--- Problem details ---
Copy out everything from the line containing "If you would be so kind as to spot the navy" down to the end of the items below, requests and all. Shift every x and y coordinate in the answers by adding 73.

--- Listed records ---
— start —
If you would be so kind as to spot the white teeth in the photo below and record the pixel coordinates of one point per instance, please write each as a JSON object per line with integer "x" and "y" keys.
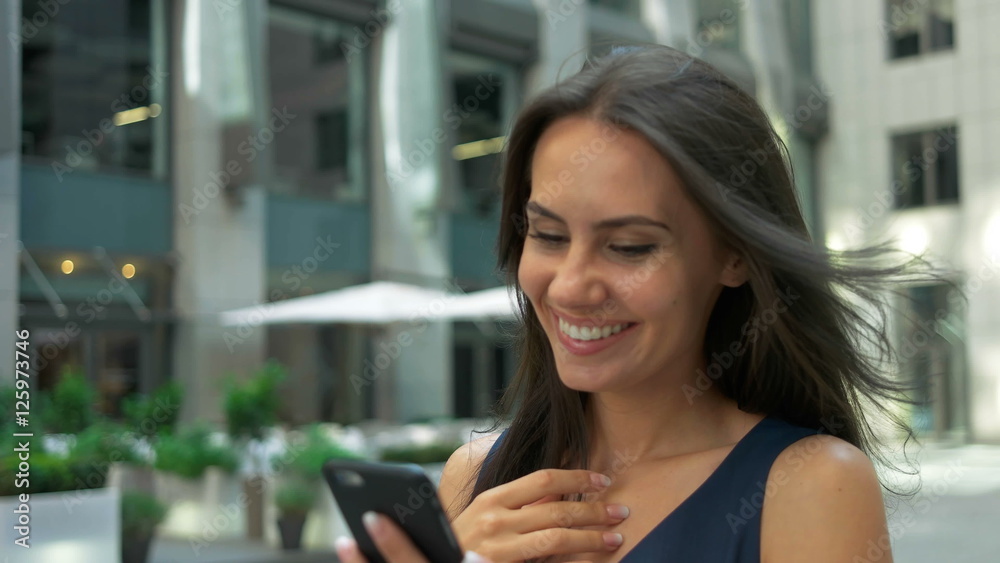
{"x": 590, "y": 333}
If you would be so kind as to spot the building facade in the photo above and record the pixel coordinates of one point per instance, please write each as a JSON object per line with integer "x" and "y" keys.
{"x": 913, "y": 85}
{"x": 180, "y": 158}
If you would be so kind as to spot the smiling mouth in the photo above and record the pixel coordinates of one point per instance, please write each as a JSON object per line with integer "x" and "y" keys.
{"x": 591, "y": 333}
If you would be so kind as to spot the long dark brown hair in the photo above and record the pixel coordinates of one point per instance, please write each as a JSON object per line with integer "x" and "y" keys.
{"x": 815, "y": 366}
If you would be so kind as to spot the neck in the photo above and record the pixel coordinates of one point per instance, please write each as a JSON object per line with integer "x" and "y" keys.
{"x": 637, "y": 425}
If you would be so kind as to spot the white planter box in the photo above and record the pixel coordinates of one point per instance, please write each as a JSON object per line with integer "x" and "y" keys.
{"x": 324, "y": 524}
{"x": 204, "y": 509}
{"x": 82, "y": 526}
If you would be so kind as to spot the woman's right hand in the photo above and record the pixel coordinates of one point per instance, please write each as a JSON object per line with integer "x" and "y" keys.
{"x": 525, "y": 518}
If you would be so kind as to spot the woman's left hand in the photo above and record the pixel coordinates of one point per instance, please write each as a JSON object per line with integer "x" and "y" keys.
{"x": 391, "y": 541}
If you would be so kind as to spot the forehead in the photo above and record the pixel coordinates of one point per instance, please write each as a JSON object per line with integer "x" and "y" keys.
{"x": 583, "y": 166}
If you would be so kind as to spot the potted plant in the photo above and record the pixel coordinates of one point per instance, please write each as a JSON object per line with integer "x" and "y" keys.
{"x": 141, "y": 513}
{"x": 300, "y": 477}
{"x": 146, "y": 418}
{"x": 294, "y": 498}
{"x": 193, "y": 475}
{"x": 251, "y": 408}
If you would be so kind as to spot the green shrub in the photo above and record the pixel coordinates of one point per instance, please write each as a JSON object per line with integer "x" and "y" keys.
{"x": 252, "y": 406}
{"x": 141, "y": 513}
{"x": 190, "y": 452}
{"x": 156, "y": 413}
{"x": 306, "y": 457}
{"x": 47, "y": 474}
{"x": 295, "y": 496}
{"x": 68, "y": 408}
{"x": 431, "y": 453}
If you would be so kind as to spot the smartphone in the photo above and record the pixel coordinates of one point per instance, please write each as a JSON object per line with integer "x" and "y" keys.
{"x": 401, "y": 491}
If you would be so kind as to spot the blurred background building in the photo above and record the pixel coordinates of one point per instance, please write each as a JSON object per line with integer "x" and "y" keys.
{"x": 162, "y": 161}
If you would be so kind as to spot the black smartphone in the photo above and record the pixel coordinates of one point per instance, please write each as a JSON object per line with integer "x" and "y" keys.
{"x": 401, "y": 491}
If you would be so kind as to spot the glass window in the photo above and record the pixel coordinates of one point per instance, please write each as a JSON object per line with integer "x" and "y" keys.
{"x": 320, "y": 152}
{"x": 485, "y": 97}
{"x": 931, "y": 357}
{"x": 628, "y": 7}
{"x": 925, "y": 168}
{"x": 94, "y": 86}
{"x": 915, "y": 28}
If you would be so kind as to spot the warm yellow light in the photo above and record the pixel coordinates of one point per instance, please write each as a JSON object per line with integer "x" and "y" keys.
{"x": 136, "y": 115}
{"x": 478, "y": 148}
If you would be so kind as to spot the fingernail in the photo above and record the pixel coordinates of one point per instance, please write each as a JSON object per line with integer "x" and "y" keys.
{"x": 617, "y": 511}
{"x": 345, "y": 547}
{"x": 600, "y": 481}
{"x": 370, "y": 520}
{"x": 343, "y": 542}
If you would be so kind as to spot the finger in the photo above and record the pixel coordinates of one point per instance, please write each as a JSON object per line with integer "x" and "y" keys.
{"x": 391, "y": 541}
{"x": 545, "y": 499}
{"x": 567, "y": 514}
{"x": 348, "y": 552}
{"x": 539, "y": 484}
{"x": 556, "y": 541}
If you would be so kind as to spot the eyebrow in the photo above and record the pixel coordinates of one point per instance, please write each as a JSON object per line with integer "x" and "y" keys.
{"x": 604, "y": 224}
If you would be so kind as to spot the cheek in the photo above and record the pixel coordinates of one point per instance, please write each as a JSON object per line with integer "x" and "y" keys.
{"x": 530, "y": 275}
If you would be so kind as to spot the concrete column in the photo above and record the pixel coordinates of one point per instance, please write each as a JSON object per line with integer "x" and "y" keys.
{"x": 10, "y": 182}
{"x": 219, "y": 239}
{"x": 410, "y": 232}
{"x": 673, "y": 22}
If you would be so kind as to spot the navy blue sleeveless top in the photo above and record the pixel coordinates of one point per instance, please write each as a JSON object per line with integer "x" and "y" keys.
{"x": 720, "y": 521}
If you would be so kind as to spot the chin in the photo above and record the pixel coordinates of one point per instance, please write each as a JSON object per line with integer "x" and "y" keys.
{"x": 587, "y": 381}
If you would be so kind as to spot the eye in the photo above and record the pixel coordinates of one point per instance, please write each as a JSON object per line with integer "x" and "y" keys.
{"x": 547, "y": 238}
{"x": 634, "y": 251}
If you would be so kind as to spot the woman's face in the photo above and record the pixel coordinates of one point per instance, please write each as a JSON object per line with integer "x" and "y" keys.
{"x": 619, "y": 265}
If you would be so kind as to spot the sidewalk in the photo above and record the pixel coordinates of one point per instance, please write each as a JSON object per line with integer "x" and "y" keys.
{"x": 954, "y": 515}
{"x": 179, "y": 550}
— end —
--- Correct response ---
If you would be so kind as to spot the navy blue sleeveless top in the photo above and record the pixel coordinates of one point per instance, please write each as a JSON object per line with integer "x" and "y" keys.
{"x": 793, "y": 594}
If you would be so kind as to spot the chin in the photo above and record the pixel coordinates of one point per instance, please write each as a JSON object per line with integer "x" and "y" keys.
{"x": 660, "y": 454}
If you would be so kind as to spot the eye in the photo above and record the pixel coordinates of one point per instance, please write each as a JSON object per line with integer "x" and "y" keys.
{"x": 620, "y": 311}
{"x": 707, "y": 324}
If you would be so kind as to spot the woman's face in the photo above and record the pixel coordinates of one point per instance, please write each as a JSON object per line with integer "x" and "y" keys.
{"x": 692, "y": 338}
If you would be so kind as to spot the sidewalk in the photo above and record the pixel coordinates of one point per instance, please write each as a JSON object per line with integer "x" and "y" keys.
{"x": 1027, "y": 588}
{"x": 252, "y": 623}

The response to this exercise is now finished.